WHAT YOU NEED TO DO:
1. From the passage on flowers and wheatgrass, write out the text that begins at the words "Wheatgrass – If" and stops after the words "youthful, sustainable energy.".
2. Answer these questions from the passage on flowers and wheatgrass:
(a) What flavor can flowers add to vegetable and fruit-based dishes?
(b) Which flowers are named as well-known edibles?
(c) What form of wheatgrass is suggested for someone who is "super hardcore"?
3. Carry on the passage on flowers and wheatgrass from the point where it stops.

PASSAGE TO READ:
......

Flowers – No, adding flowers to your foods isn’t just an Instagram trend! Flowers contain many rare phytochemicals and antioxidants, and can add a peppery flavor to vegetable and fruit-based dishes. One caveat: not all flowers are edible (and some are actually poisonous). To be safe, stick to well-known edibles like nasturtiums, pansies, marigolds, violets, cornflowers, or fruit/vegetable blossoms, and always pick them from food-safe/no-spray sources (aka don’t raid your local florist).
Wheatgrass – If ever there was an instinctual food to eat in the spring, edible grasses should top this list. As one of the most cleansing foods on the planet, adding mild-tasting wheatgrass powder (or even fresh-squeezed juice if you’re super hardcore) to your daily routine is an ideal way to invigorate the body with a massive spectrum of nutrients, and enjoy the feeling of youthful, sustainable energy.

......

AVAILABLE DATA:
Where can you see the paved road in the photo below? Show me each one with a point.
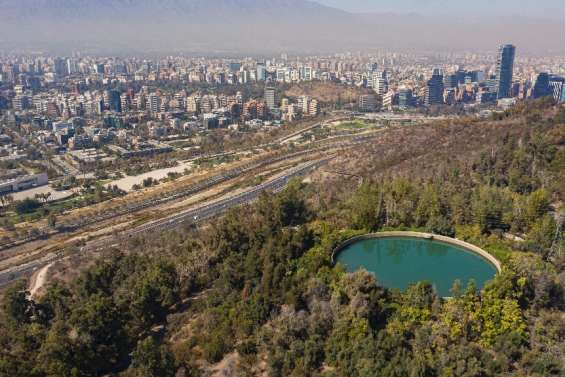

......

EXPECTED RESULTS:
1.
Wheatgrass – If ever there was an instinctual food to eat in the spring, edible grasses should top this list. As one of the most cleansing foods on the planet, adding mild-tasting wheatgrass powder (or even fresh-squeezed juice if you’re super hardcore) to your daily routine is an ideal way to invigorate the body with a massive spectrum of nutrients, and enjoy the feeling of youthful, sustainable energy.

2.
(a) A peppery flavor.
(b) Nasturtiums, pansies, marigolds, violets, cornflowers, and fruit/vegetable blossoms.
(c) Fresh-squeezed juice.

3.
Morels – There’s no denying that this ingredient can be both challenging to find, and priced at a premium, but file these sponge-like mushrooms under “worth it.” Housing a wealth of juicy umami flavor and immune-boosting phytochemicals, morels are easily spring’s most exciting mushroom. Plus, they have a very short growing season, so be sure to jump on the opportunity to enjoy them if you happen to get the chance.